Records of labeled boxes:
## START
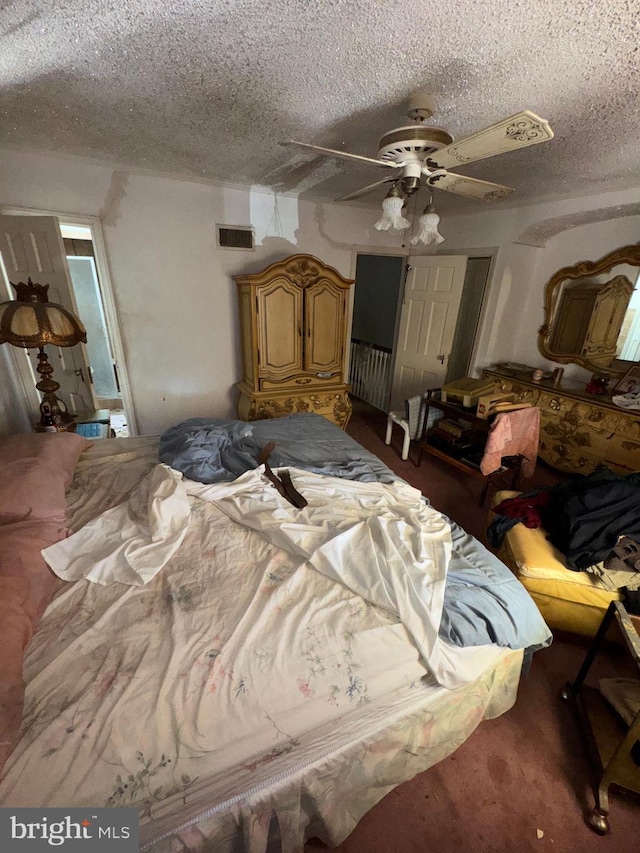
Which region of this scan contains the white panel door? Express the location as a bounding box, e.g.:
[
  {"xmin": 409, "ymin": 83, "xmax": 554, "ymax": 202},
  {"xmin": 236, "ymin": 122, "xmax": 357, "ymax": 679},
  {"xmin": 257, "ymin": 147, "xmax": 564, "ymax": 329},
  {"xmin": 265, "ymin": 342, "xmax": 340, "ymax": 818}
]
[
  {"xmin": 0, "ymin": 216, "xmax": 96, "ymax": 412},
  {"xmin": 391, "ymin": 255, "xmax": 467, "ymax": 410}
]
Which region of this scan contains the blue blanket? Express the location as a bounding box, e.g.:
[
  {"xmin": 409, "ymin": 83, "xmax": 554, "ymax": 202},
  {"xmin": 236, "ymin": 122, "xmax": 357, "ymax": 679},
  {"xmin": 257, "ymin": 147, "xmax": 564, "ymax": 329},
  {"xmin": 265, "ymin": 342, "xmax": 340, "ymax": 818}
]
[{"xmin": 159, "ymin": 413, "xmax": 552, "ymax": 651}]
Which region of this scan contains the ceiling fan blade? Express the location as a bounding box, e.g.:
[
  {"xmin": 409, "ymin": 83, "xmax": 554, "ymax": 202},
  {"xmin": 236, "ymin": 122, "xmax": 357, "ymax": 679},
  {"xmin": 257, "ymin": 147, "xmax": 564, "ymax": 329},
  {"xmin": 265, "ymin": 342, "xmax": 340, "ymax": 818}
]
[
  {"xmin": 427, "ymin": 172, "xmax": 514, "ymax": 201},
  {"xmin": 426, "ymin": 110, "xmax": 553, "ymax": 169},
  {"xmin": 334, "ymin": 175, "xmax": 398, "ymax": 201},
  {"xmin": 284, "ymin": 139, "xmax": 405, "ymax": 169}
]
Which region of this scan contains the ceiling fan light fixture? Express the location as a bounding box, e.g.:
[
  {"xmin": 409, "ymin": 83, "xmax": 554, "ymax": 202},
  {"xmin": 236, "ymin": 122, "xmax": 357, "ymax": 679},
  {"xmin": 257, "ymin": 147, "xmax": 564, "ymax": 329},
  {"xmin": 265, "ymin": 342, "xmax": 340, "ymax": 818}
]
[
  {"xmin": 373, "ymin": 185, "xmax": 411, "ymax": 231},
  {"xmin": 411, "ymin": 204, "xmax": 444, "ymax": 246}
]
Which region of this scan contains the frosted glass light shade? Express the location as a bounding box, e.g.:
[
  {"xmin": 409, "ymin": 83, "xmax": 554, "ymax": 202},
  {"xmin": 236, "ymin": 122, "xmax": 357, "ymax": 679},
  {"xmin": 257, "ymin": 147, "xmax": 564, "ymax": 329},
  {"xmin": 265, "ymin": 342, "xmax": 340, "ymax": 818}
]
[
  {"xmin": 411, "ymin": 204, "xmax": 444, "ymax": 246},
  {"xmin": 373, "ymin": 196, "xmax": 411, "ymax": 231}
]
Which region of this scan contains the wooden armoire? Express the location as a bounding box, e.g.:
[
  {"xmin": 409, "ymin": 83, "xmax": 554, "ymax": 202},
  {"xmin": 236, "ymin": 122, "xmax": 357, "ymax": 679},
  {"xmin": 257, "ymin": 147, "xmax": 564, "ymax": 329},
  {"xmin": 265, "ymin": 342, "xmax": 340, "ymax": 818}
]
## END
CHALLENGE:
Please lay out every line of the entries above as a Markdown table with the columns Row and Line, numbering the rows and skipping blank lines. Leave the pictures out.

ANSWER TO THIS TASK:
| Row | Line |
|---|---|
| 1 | Which region of this scan contains the white panel door? Express the location as a bounding box, e.g.: |
| 2 | [ |
| 3 |   {"xmin": 409, "ymin": 83, "xmax": 554, "ymax": 202}, |
| 4 |   {"xmin": 236, "ymin": 122, "xmax": 357, "ymax": 679}, |
| 5 |   {"xmin": 257, "ymin": 147, "xmax": 564, "ymax": 329}, |
| 6 |   {"xmin": 265, "ymin": 342, "xmax": 340, "ymax": 818} |
| 7 | ] |
| 8 | [ |
| 9 |   {"xmin": 0, "ymin": 216, "xmax": 96, "ymax": 412}, |
| 10 |   {"xmin": 391, "ymin": 255, "xmax": 467, "ymax": 410} |
| 11 | ] |
| 12 | Which region of this scan contains the blue blanket? Express the location as a bounding box, e.g.: |
| 13 | [ |
| 14 |   {"xmin": 409, "ymin": 83, "xmax": 554, "ymax": 202}, |
| 15 |   {"xmin": 236, "ymin": 122, "xmax": 357, "ymax": 679}, |
| 16 |   {"xmin": 257, "ymin": 147, "xmax": 564, "ymax": 329}, |
| 17 |   {"xmin": 265, "ymin": 342, "xmax": 340, "ymax": 818} |
| 18 | ] |
| 19 | [{"xmin": 159, "ymin": 413, "xmax": 552, "ymax": 651}] |
| 20 | Which region of this scan contains the ceiling fan blade? Express the location as a bounding box, e.g.: |
| 21 | [ |
| 22 |   {"xmin": 409, "ymin": 83, "xmax": 554, "ymax": 202}, |
| 23 |   {"xmin": 236, "ymin": 122, "xmax": 357, "ymax": 679}, |
| 24 |   {"xmin": 257, "ymin": 147, "xmax": 564, "ymax": 329}, |
| 25 |   {"xmin": 265, "ymin": 342, "xmax": 340, "ymax": 818} |
| 26 | ] |
| 27 | [ |
| 28 |   {"xmin": 427, "ymin": 172, "xmax": 514, "ymax": 201}, |
| 29 |   {"xmin": 426, "ymin": 110, "xmax": 553, "ymax": 169}, |
| 30 |   {"xmin": 334, "ymin": 175, "xmax": 398, "ymax": 201}, |
| 31 |   {"xmin": 284, "ymin": 139, "xmax": 405, "ymax": 169} |
| 32 | ] |
| 33 | Which region of this scan contains the ceiling fan light fixture? Express the location as a bounding box, e.g.: |
| 34 | [ |
| 35 |   {"xmin": 409, "ymin": 83, "xmax": 554, "ymax": 202}, |
| 36 |   {"xmin": 236, "ymin": 122, "xmax": 357, "ymax": 679}, |
| 37 |   {"xmin": 257, "ymin": 147, "xmax": 564, "ymax": 329}, |
| 38 |   {"xmin": 265, "ymin": 342, "xmax": 340, "ymax": 818} |
| 39 | ] |
| 40 | [ |
| 41 |   {"xmin": 373, "ymin": 185, "xmax": 411, "ymax": 231}, |
| 42 |   {"xmin": 411, "ymin": 204, "xmax": 444, "ymax": 246} |
| 43 | ] |
| 44 | Which region of this scan contains the frosted glass light shade? Express the location as a bounding box, e.g.: |
| 45 | [ |
| 46 |   {"xmin": 409, "ymin": 83, "xmax": 554, "ymax": 202}, |
| 47 |   {"xmin": 236, "ymin": 122, "xmax": 357, "ymax": 679}, |
| 48 |   {"xmin": 257, "ymin": 147, "xmax": 564, "ymax": 329}, |
| 49 |   {"xmin": 265, "ymin": 342, "xmax": 340, "ymax": 818} |
| 50 | ] |
| 51 | [ |
| 52 |   {"xmin": 411, "ymin": 204, "xmax": 444, "ymax": 246}, |
| 53 |   {"xmin": 373, "ymin": 196, "xmax": 411, "ymax": 231} |
| 54 | ] |
| 55 | Which region of this scan contains the wooden armoire? Express the location as a bounding box, e.g.: |
| 56 | [ |
| 57 |   {"xmin": 409, "ymin": 83, "xmax": 554, "ymax": 202}, |
| 58 |   {"xmin": 236, "ymin": 122, "xmax": 357, "ymax": 679}, |
| 59 |   {"xmin": 257, "ymin": 147, "xmax": 564, "ymax": 329}, |
| 60 |   {"xmin": 265, "ymin": 342, "xmax": 340, "ymax": 818} |
| 61 | ] |